» TASK BRIEF:
Beginning with the first line, please return the entries exactly through the line that contains "Highlight balcony.", and leave out all later lines.

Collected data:
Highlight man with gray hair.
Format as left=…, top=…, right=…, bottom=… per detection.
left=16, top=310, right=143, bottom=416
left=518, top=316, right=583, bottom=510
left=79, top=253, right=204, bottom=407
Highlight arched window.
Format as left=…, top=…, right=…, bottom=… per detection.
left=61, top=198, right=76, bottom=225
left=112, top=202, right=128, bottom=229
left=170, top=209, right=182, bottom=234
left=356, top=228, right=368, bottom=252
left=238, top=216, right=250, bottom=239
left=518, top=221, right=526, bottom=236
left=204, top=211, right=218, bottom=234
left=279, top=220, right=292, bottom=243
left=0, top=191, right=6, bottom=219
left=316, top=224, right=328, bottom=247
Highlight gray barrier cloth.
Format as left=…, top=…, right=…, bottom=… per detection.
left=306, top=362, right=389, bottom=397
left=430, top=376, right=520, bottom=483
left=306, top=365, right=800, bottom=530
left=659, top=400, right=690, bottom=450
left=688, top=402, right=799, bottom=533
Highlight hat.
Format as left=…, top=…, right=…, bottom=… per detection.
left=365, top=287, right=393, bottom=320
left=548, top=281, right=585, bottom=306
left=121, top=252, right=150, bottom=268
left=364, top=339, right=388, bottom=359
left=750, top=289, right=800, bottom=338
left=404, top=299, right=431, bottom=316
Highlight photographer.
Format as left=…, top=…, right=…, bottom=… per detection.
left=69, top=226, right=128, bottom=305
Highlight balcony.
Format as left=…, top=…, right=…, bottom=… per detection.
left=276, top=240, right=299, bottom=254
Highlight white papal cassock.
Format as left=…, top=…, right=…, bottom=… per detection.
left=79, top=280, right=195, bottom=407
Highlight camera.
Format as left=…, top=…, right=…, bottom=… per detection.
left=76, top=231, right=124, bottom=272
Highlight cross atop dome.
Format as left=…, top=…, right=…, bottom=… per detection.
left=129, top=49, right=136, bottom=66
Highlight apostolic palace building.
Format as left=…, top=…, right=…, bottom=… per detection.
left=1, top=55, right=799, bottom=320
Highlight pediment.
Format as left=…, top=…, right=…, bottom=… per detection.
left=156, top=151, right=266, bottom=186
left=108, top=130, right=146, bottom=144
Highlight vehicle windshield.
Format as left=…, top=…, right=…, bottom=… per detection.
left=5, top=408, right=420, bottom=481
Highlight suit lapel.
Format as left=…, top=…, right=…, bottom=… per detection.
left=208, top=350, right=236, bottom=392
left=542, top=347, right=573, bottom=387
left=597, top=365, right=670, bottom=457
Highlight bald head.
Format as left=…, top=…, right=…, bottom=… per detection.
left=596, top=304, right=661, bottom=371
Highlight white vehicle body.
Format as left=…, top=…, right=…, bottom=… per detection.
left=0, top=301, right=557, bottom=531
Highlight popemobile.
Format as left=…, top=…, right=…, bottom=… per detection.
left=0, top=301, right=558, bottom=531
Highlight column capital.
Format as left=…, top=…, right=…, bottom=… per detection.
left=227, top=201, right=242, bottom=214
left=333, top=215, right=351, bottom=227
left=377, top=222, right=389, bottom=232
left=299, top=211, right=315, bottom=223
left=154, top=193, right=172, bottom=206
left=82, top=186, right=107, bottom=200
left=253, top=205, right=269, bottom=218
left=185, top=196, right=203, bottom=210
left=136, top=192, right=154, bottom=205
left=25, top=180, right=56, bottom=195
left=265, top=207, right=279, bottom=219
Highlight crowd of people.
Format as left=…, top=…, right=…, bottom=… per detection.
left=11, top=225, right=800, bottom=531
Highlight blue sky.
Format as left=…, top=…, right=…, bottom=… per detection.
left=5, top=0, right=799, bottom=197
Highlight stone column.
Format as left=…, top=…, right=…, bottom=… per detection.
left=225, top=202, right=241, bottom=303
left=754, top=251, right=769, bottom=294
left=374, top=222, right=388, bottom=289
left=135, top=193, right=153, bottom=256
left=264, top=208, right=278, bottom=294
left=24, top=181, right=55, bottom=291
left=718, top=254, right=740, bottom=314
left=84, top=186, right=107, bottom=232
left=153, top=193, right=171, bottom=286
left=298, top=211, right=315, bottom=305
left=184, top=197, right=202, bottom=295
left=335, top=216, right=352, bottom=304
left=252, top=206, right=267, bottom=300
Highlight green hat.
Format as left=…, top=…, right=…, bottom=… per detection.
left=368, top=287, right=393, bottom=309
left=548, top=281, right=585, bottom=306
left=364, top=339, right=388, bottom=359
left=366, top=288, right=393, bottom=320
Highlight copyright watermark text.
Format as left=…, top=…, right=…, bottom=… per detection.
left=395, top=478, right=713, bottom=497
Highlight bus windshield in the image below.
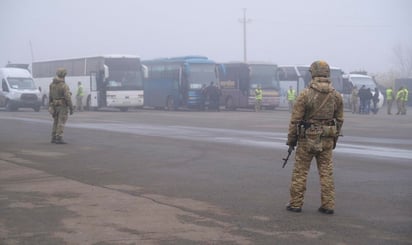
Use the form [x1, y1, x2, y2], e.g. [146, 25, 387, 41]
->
[105, 58, 144, 91]
[330, 69, 343, 92]
[105, 70, 143, 91]
[187, 64, 217, 89]
[7, 77, 37, 90]
[250, 65, 280, 90]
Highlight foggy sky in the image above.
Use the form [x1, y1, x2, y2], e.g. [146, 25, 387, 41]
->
[1, 0, 411, 74]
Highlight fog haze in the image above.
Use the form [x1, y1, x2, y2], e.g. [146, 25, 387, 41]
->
[1, 0, 411, 74]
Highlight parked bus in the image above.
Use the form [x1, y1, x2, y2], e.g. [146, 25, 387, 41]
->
[218, 62, 280, 110]
[278, 65, 350, 108]
[32, 55, 146, 112]
[142, 56, 218, 110]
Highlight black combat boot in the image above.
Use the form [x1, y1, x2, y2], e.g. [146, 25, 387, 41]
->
[54, 136, 67, 144]
[286, 204, 302, 213]
[318, 207, 334, 215]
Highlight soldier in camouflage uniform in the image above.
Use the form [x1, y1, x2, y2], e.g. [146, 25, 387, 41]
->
[286, 60, 344, 214]
[48, 68, 74, 144]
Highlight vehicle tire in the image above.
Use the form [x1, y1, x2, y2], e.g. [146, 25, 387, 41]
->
[42, 95, 48, 107]
[225, 97, 234, 111]
[120, 107, 128, 112]
[86, 96, 91, 111]
[5, 100, 13, 112]
[166, 96, 175, 111]
[33, 105, 41, 112]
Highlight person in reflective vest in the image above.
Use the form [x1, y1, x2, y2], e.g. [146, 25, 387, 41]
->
[287, 86, 296, 113]
[386, 87, 393, 115]
[255, 84, 263, 112]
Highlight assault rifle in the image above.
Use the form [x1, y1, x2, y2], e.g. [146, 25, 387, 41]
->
[282, 120, 310, 168]
[282, 145, 294, 168]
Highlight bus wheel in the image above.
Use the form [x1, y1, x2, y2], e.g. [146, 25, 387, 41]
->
[225, 97, 234, 111]
[86, 96, 91, 111]
[166, 96, 175, 111]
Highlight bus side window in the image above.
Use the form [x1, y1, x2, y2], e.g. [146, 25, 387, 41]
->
[2, 79, 9, 92]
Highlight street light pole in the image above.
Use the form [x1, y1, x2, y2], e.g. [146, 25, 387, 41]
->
[239, 8, 251, 62]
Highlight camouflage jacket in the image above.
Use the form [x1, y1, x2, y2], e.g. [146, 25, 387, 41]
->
[287, 77, 344, 146]
[49, 77, 73, 110]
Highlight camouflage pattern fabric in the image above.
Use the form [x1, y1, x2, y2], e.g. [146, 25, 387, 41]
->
[49, 75, 73, 139]
[286, 61, 344, 210]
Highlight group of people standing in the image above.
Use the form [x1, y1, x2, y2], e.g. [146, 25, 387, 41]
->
[385, 86, 409, 115]
[200, 81, 221, 111]
[350, 85, 380, 114]
[351, 85, 409, 115]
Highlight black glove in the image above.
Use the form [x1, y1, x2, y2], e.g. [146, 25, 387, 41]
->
[288, 145, 295, 152]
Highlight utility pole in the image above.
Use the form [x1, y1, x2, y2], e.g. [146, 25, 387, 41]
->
[239, 8, 251, 62]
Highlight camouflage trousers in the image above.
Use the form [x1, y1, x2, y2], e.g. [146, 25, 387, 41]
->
[289, 137, 335, 209]
[51, 106, 69, 138]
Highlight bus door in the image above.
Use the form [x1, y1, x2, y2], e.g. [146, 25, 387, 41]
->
[89, 72, 99, 108]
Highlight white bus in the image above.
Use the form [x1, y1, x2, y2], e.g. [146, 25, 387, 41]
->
[278, 65, 350, 108]
[32, 55, 147, 111]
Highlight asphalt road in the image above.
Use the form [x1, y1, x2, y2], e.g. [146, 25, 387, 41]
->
[0, 107, 411, 245]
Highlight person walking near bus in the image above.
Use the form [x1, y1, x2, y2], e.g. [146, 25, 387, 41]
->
[287, 86, 296, 113]
[351, 86, 358, 114]
[285, 60, 344, 215]
[206, 81, 221, 112]
[396, 86, 405, 115]
[48, 68, 73, 144]
[76, 81, 84, 111]
[255, 84, 263, 112]
[386, 87, 394, 115]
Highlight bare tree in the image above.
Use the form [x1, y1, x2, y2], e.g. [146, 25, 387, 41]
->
[392, 44, 412, 77]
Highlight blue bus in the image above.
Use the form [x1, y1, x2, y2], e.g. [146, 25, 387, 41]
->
[143, 56, 219, 110]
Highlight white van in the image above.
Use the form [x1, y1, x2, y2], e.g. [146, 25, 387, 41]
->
[0, 67, 41, 111]
[343, 73, 384, 110]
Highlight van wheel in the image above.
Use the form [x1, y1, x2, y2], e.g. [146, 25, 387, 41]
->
[5, 100, 14, 112]
[33, 106, 41, 112]
[42, 95, 48, 107]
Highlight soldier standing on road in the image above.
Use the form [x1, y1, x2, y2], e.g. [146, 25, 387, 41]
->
[286, 60, 344, 215]
[48, 68, 74, 144]
[386, 87, 393, 115]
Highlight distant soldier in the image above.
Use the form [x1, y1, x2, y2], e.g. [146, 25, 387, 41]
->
[255, 84, 263, 112]
[386, 87, 393, 115]
[286, 60, 344, 215]
[48, 68, 74, 144]
[76, 81, 84, 111]
[401, 87, 408, 115]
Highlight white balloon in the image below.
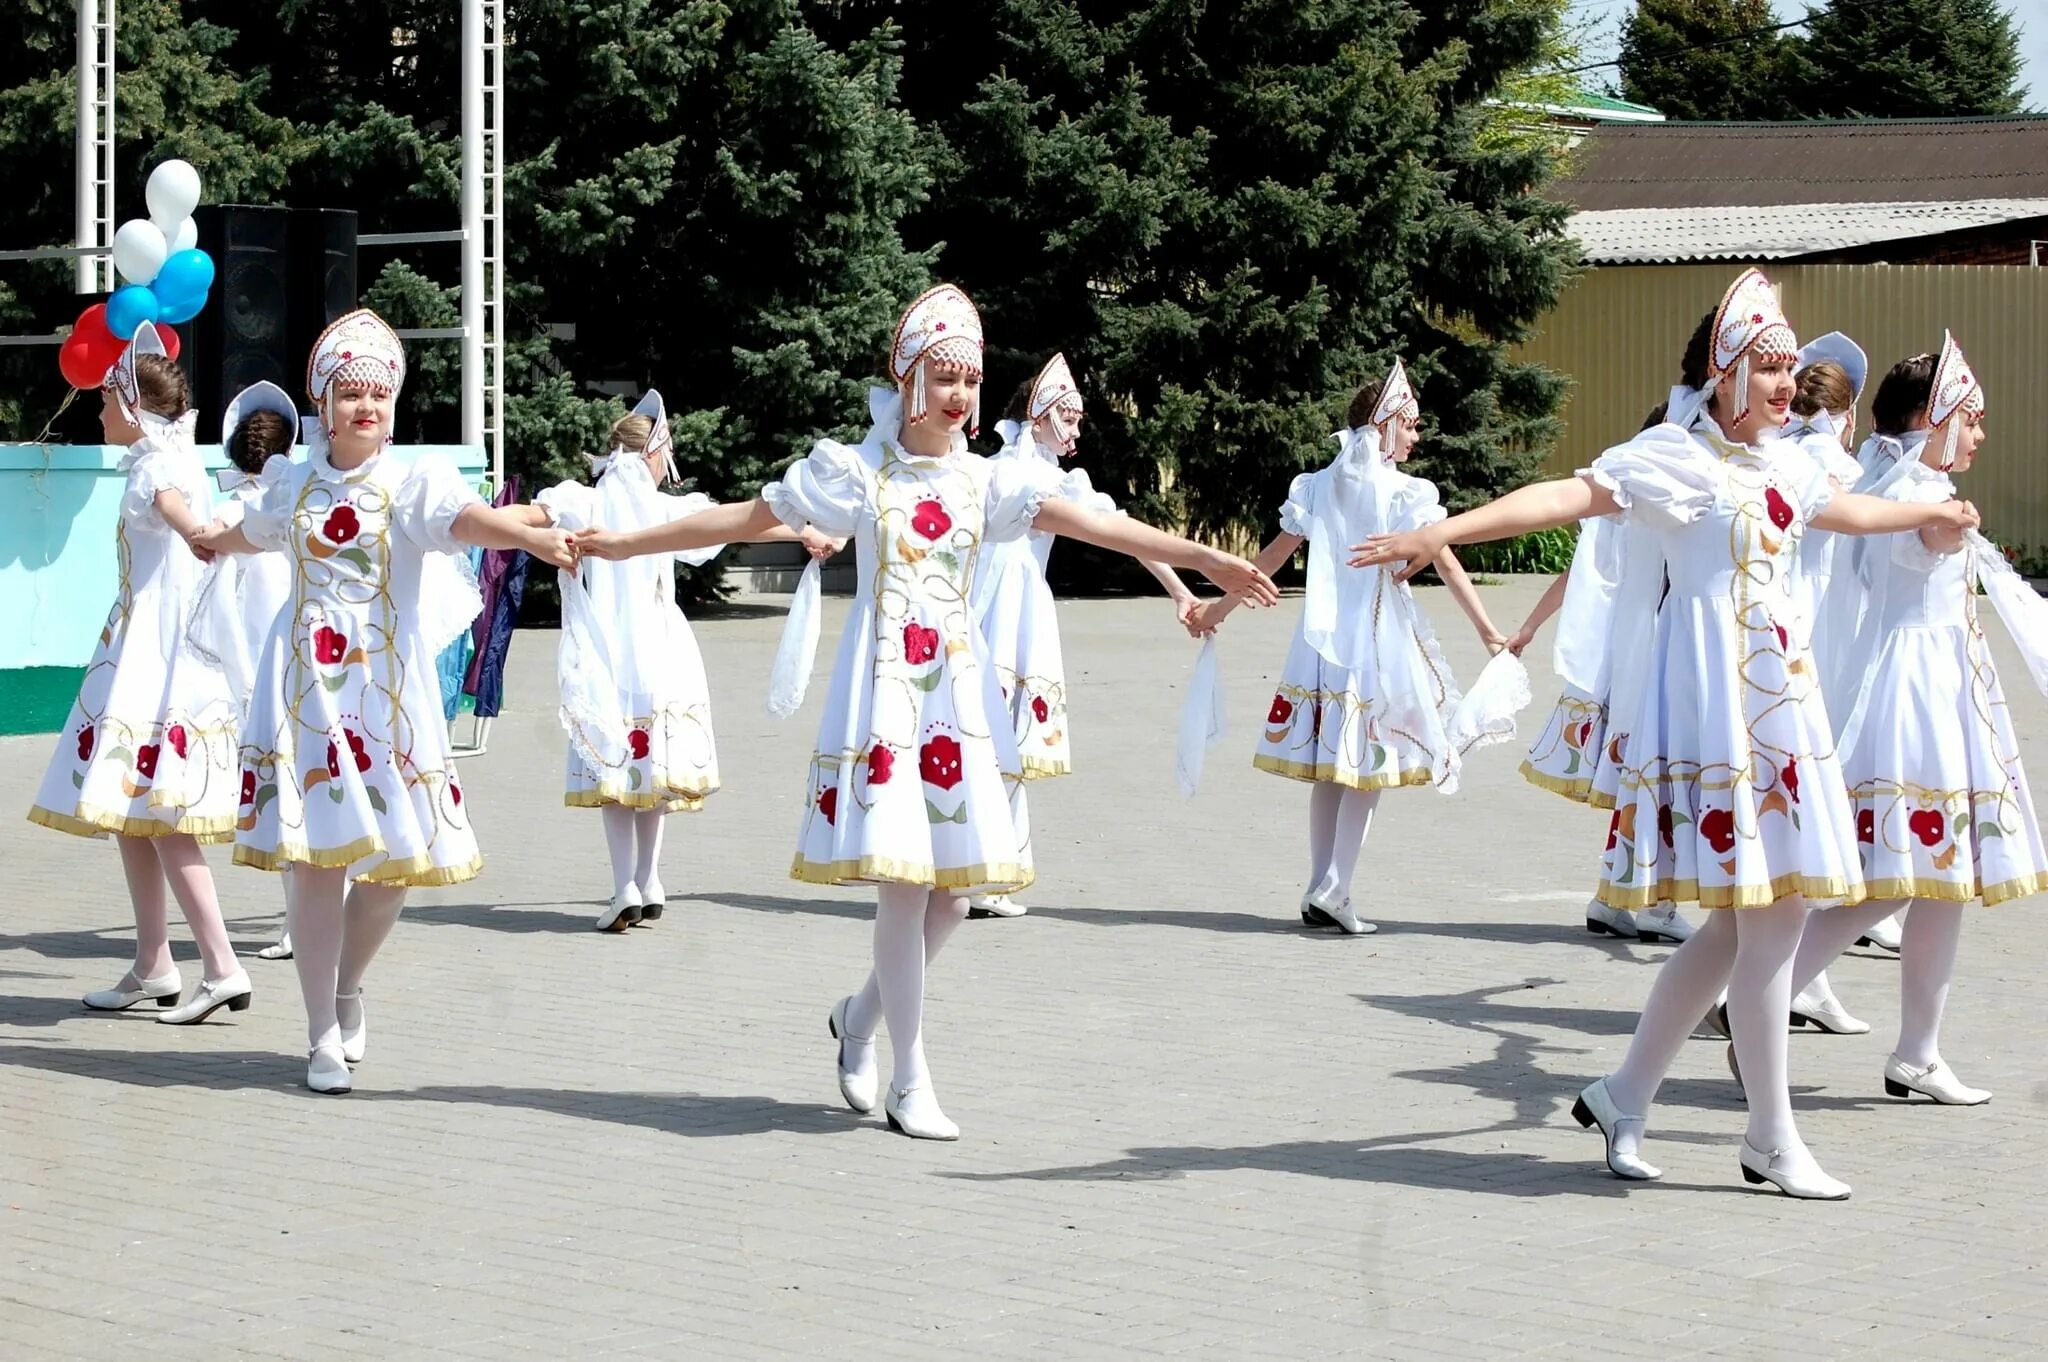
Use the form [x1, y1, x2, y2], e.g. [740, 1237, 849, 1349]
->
[166, 216, 198, 254]
[145, 159, 203, 223]
[111, 219, 168, 286]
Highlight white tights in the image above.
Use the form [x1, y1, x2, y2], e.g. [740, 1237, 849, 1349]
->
[841, 885, 970, 1094]
[1792, 897, 1959, 1068]
[286, 865, 406, 1054]
[600, 806, 667, 897]
[1306, 783, 1381, 903]
[1605, 896, 1811, 1155]
[117, 833, 238, 980]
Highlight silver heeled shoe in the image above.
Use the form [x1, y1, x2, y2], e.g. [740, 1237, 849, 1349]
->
[1883, 1054, 1990, 1106]
[1738, 1138, 1850, 1199]
[827, 996, 878, 1114]
[1571, 1079, 1661, 1180]
[82, 968, 182, 1011]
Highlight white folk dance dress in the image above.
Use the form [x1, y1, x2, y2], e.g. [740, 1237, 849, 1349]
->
[763, 389, 1065, 894]
[540, 456, 721, 811]
[229, 442, 485, 885]
[28, 414, 239, 842]
[1253, 428, 1510, 793]
[967, 422, 1115, 779]
[1831, 456, 2048, 906]
[1783, 416, 1864, 676]
[189, 457, 298, 706]
[1589, 418, 1865, 909]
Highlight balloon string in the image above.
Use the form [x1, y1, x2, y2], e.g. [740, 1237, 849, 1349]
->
[29, 387, 80, 447]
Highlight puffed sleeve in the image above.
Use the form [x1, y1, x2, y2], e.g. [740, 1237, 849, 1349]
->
[534, 479, 597, 532]
[984, 451, 1069, 544]
[1579, 429, 1720, 528]
[1278, 472, 1318, 538]
[239, 458, 300, 552]
[659, 491, 725, 567]
[1384, 471, 1447, 534]
[391, 453, 485, 554]
[1887, 472, 1958, 571]
[761, 439, 867, 539]
[118, 443, 181, 527]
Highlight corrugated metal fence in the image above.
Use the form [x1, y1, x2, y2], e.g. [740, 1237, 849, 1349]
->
[1515, 264, 2048, 553]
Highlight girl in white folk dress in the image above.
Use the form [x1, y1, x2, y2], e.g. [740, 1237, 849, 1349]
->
[192, 310, 577, 1094]
[190, 382, 304, 962]
[1193, 361, 1517, 937]
[576, 284, 1276, 1140]
[1772, 336, 2048, 1107]
[1513, 406, 1694, 947]
[964, 354, 1205, 919]
[28, 323, 251, 1024]
[1358, 271, 1978, 1199]
[511, 390, 839, 931]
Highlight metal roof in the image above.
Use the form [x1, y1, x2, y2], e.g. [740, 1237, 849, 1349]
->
[1569, 198, 2048, 264]
[1552, 117, 2048, 211]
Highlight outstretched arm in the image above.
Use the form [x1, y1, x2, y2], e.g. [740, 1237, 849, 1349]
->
[1507, 570, 1570, 656]
[1192, 532, 1302, 634]
[452, 503, 578, 569]
[1032, 499, 1279, 606]
[575, 497, 787, 560]
[1352, 475, 1617, 580]
[1810, 492, 1978, 543]
[1434, 547, 1506, 653]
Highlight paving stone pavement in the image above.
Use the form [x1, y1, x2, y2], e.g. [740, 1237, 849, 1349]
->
[4, 576, 2046, 1361]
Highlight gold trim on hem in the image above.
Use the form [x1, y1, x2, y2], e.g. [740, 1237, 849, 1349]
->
[1860, 872, 2048, 908]
[27, 804, 235, 844]
[1252, 754, 1435, 792]
[1598, 872, 1863, 911]
[1586, 790, 1619, 811]
[233, 838, 484, 888]
[564, 790, 708, 813]
[1016, 756, 1072, 782]
[1519, 762, 1595, 804]
[789, 853, 1035, 895]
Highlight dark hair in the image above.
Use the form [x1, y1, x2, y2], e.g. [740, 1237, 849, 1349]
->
[133, 355, 190, 418]
[1639, 402, 1668, 432]
[229, 409, 294, 474]
[1001, 374, 1035, 424]
[1871, 354, 1936, 436]
[1791, 360, 1854, 420]
[1679, 310, 1713, 390]
[1345, 374, 1395, 429]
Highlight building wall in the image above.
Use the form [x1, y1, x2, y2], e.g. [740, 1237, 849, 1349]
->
[1803, 219, 2048, 267]
[1515, 263, 2048, 549]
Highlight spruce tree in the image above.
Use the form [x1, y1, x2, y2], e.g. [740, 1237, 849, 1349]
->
[1785, 0, 2027, 117]
[1618, 0, 1796, 122]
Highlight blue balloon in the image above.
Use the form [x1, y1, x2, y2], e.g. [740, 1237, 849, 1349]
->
[150, 249, 215, 322]
[105, 284, 161, 340]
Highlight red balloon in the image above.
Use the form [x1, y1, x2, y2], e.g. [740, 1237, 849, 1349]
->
[71, 302, 125, 372]
[58, 335, 107, 390]
[157, 324, 180, 362]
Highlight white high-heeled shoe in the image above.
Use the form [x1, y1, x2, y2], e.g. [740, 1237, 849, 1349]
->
[1635, 902, 1693, 944]
[639, 878, 665, 923]
[1883, 1054, 1991, 1106]
[596, 884, 642, 932]
[1304, 887, 1376, 935]
[1738, 1138, 1850, 1199]
[1858, 912, 1904, 953]
[1584, 900, 1638, 939]
[1790, 982, 1869, 1035]
[1571, 1078, 1661, 1180]
[1299, 892, 1335, 927]
[306, 1045, 352, 1095]
[967, 894, 1027, 919]
[157, 970, 253, 1025]
[826, 996, 878, 1114]
[255, 932, 294, 961]
[82, 968, 182, 1011]
[337, 989, 367, 1065]
[884, 1084, 960, 1141]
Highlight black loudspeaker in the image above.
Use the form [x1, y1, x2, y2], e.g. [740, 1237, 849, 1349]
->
[186, 205, 358, 426]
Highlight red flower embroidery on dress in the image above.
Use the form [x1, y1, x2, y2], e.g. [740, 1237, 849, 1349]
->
[1031, 695, 1050, 724]
[241, 770, 256, 806]
[135, 744, 159, 780]
[1764, 487, 1794, 531]
[345, 729, 370, 773]
[869, 744, 894, 785]
[819, 786, 839, 825]
[451, 782, 463, 806]
[1268, 695, 1293, 725]
[628, 728, 651, 760]
[1781, 757, 1800, 803]
[920, 734, 963, 790]
[1773, 622, 1788, 652]
[1908, 809, 1946, 847]
[322, 505, 360, 544]
[903, 621, 940, 665]
[1857, 808, 1875, 843]
[1657, 805, 1675, 849]
[326, 741, 342, 779]
[1700, 808, 1737, 854]
[76, 725, 94, 762]
[166, 724, 188, 760]
[909, 499, 952, 542]
[313, 625, 348, 665]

» OUTPUT FOR THIS EXERCISE:
Highlight man with gray hair.
Format as left=…, top=…, right=…, bottom=… per detection.
left=16, top=310, right=143, bottom=416
left=518, top=316, right=583, bottom=510
left=79, top=253, right=204, bottom=407
Highlight arched window.
Format as left=…, top=…, right=…, bottom=… per detection.
left=61, top=198, right=76, bottom=225
left=112, top=202, right=128, bottom=229
left=170, top=209, right=182, bottom=234
left=356, top=228, right=368, bottom=252
left=238, top=216, right=250, bottom=239
left=518, top=221, right=526, bottom=236
left=204, top=211, right=218, bottom=234
left=279, top=220, right=292, bottom=243
left=0, top=191, right=6, bottom=219
left=316, top=224, right=328, bottom=247
Highlight gray barrier cloth.
Format as left=…, top=…, right=…, bottom=… per detection.
left=306, top=362, right=389, bottom=397
left=430, top=376, right=520, bottom=483
left=306, top=365, right=800, bottom=530
left=659, top=400, right=690, bottom=450
left=688, top=402, right=799, bottom=533
Highlight hat.
Format as left=…, top=…, right=…, bottom=… per detection.
left=365, top=287, right=393, bottom=320
left=548, top=281, right=585, bottom=306
left=121, top=252, right=150, bottom=268
left=364, top=339, right=388, bottom=359
left=750, top=289, right=800, bottom=338
left=404, top=299, right=431, bottom=316
Highlight photographer.
Format as left=…, top=…, right=…, bottom=… per detection.
left=69, top=226, right=128, bottom=305
Highlight balcony.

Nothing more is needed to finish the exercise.